→ Description of the task
Your result should be every line of the records below that contains the word "dark".

[Provided entries — start]

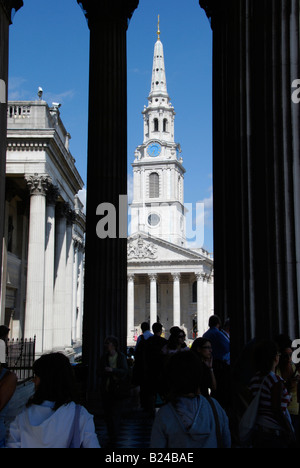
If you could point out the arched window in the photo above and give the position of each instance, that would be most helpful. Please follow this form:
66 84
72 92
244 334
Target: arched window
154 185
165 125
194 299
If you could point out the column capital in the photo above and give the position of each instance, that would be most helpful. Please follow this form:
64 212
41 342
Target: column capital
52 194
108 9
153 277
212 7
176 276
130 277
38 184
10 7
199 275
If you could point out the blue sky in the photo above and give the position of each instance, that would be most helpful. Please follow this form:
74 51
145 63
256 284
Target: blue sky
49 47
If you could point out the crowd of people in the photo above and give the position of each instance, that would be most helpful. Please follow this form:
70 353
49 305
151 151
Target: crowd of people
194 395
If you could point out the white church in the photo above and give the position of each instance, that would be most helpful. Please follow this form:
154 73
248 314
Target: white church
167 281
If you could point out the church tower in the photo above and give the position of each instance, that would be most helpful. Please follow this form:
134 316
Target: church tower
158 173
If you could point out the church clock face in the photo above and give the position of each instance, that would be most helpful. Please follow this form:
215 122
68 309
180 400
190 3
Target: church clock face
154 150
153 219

[Provided entries — finish]
[Provided entries — start]

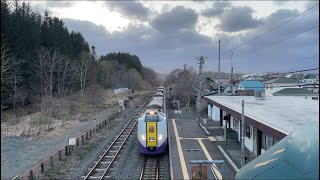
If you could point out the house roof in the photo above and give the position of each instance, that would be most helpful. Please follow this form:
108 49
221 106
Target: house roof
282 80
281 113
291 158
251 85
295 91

[Provided entries — finish]
[Provided entries — start]

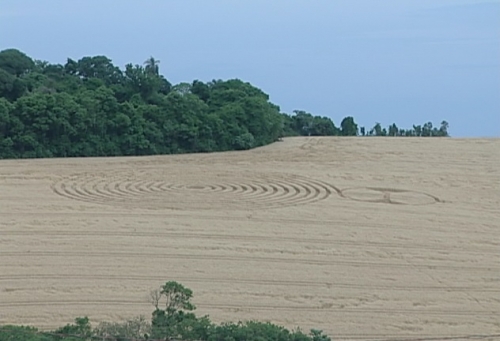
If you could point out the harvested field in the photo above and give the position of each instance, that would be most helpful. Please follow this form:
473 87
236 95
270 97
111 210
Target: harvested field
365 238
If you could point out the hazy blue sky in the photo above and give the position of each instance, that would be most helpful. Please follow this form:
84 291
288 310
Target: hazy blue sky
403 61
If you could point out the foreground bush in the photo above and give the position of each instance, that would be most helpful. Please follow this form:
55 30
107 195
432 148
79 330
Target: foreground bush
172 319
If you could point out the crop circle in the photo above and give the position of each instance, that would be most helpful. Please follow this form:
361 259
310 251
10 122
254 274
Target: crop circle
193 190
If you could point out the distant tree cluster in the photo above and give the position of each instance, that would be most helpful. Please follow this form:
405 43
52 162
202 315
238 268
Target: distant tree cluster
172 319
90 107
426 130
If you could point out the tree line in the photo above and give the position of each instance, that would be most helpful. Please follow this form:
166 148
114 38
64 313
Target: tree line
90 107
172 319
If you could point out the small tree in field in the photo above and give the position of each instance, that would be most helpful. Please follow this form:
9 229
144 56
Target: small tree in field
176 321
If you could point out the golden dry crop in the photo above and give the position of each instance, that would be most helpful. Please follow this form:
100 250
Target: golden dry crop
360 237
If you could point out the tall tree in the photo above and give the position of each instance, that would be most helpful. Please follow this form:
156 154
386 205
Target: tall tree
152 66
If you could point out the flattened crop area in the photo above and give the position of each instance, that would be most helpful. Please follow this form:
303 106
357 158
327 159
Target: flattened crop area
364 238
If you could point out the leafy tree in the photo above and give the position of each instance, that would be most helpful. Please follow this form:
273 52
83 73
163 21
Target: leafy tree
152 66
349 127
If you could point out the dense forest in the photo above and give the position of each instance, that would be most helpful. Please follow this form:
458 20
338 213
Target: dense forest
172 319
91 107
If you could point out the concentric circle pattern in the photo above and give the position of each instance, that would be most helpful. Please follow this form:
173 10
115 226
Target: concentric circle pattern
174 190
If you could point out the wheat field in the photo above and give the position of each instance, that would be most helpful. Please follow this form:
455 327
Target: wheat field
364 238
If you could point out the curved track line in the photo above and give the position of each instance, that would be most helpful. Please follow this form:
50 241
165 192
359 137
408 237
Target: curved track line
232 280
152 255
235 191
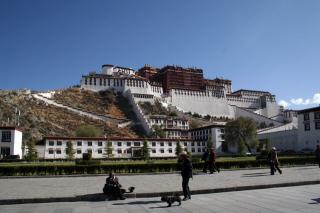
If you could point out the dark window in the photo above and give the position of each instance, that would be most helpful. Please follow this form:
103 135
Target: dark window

[Provided entries — finish]

→ Response
If you could point out the dark window in the photo above and give the position of each instance, that would be most helpful. Please follow this form:
Target: dark window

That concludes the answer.